▶ _Work instruction A_
Summarize the excerpt in two sentences.
▶ _Work instruction B_
Rewrite the passage of the excerpt starting with "The brand representative" and going on through "SXSW cancellation financially.", putting "interactive journey" in place of "immersive journey".

▶ _Document text_
···
The brand had enlisted experience design firm Accomplice to create the Hive this year. Agency co-founder Ben McCraw said he had created a space where visitors “would be able to immerse themselves into the Hive entirely from both a digital and physical perspective”.

The brand representative said it is currently still discussing the next steps for the Hive.

Poo-Pourri

Toilet spray brand Poo-Pourri was due to bring a 30-foot-tall inflatable giant poo to the music portion of SXSW.

The experience promised to be an immersive journey through shit – “Not the literal shit that constipates your body,” said Rachel Champlin, senior PR director at the company, “but the mental shit that constipates your mind,, like self-doubt, anxiety and stress.”

Poo-Pourri founder Suzy Batiz and her internal ‘PooCrew’ worked Pneuhaus, Flight School, Omnispace 360 and of Ben Turk Consulting to devise and produce what can only be described as the giant turd.

Yet despite the expense of building a fully heated and air-conditioned poo, Poo-Pourri will be by-and-large unaffected by the SXSW cancellation financially.

The activation formed part of an existing nationwide tour that began in October 2019, and the company will be diverting the costs associated with permitting and event space towards rescheduling a visit to Austin once the coronavirus situation is under control.

The brand has also postponed all of its other scheduled city stops until late April when it’s slated to land in Philadelphia.
···
▶ _Data extract_
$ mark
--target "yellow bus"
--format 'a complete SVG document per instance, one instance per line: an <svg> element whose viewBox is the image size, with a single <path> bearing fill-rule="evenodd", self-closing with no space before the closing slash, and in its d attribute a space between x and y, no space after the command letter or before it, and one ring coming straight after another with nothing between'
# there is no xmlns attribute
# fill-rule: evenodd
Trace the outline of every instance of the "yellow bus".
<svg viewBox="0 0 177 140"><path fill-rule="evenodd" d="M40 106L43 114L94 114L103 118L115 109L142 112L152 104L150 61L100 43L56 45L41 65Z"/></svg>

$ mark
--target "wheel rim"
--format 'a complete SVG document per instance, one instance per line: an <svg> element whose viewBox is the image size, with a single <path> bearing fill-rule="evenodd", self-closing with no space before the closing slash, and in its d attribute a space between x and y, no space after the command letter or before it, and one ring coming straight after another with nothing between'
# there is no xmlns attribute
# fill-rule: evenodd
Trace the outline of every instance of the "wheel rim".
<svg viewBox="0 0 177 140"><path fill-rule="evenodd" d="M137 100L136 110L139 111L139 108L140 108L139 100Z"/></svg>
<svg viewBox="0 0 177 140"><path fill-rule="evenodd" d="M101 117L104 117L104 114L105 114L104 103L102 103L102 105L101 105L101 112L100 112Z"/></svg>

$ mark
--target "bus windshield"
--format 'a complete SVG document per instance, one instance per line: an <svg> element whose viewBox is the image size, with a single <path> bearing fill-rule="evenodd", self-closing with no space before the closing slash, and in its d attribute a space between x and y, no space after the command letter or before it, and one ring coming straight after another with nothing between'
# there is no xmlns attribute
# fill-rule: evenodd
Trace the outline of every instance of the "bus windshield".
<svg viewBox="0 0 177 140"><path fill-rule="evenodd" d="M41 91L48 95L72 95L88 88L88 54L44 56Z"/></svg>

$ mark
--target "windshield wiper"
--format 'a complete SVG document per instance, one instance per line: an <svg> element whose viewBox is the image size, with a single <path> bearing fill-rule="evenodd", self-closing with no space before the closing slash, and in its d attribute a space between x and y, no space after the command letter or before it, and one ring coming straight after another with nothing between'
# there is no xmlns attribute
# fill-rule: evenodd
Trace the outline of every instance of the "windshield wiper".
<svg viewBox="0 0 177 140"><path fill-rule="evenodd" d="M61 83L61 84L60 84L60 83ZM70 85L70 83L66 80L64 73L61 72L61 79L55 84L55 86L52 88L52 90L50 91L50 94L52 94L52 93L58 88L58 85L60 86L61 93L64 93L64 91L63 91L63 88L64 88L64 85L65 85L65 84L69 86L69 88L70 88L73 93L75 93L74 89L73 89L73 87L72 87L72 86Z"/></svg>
···
▶ _Expected output A_
The brand behind the Hive, which experience design firm Accomplice created this year, is still discussing the next steps for it. Toilet spray brand Poo-Pourri had planned to bring a 30-foot-tall inflatable giant poo to SXSW as part of a nationwide tour, but it will be largely unaffected financially by the cancellation and will divert those costs toward rescheduling a visit to Austin.

▶ _Expected output B_
The brand representative said it is currently still discussing the next steps for the Hive.

Poo-Pourri

Toilet spray brand Poo-Pourri was due to bring a 30-foot-tall inflatable giant poo to the music portion of SXSW.

The experience promised to be an interactive journey through shit – “Not the literal shit that constipates your body,” said Rachel Champlin, senior PR director at the company, “but the mental shit that constipates your mind,, like self-doubt, anxiety and stress.”

Poo-Pourri founder Suzy Batiz and her internal ‘PooCrew’ worked Pneuhaus, Flight School, Omnispace 360 and of Ben Turk Consulting to devise and produce what can only be described as the giant turd.

Yet despite the expense of building a fully heated and air-conditioned poo, Poo-Pourri will be by-and-large unaffected by the SXSW cancellation financially.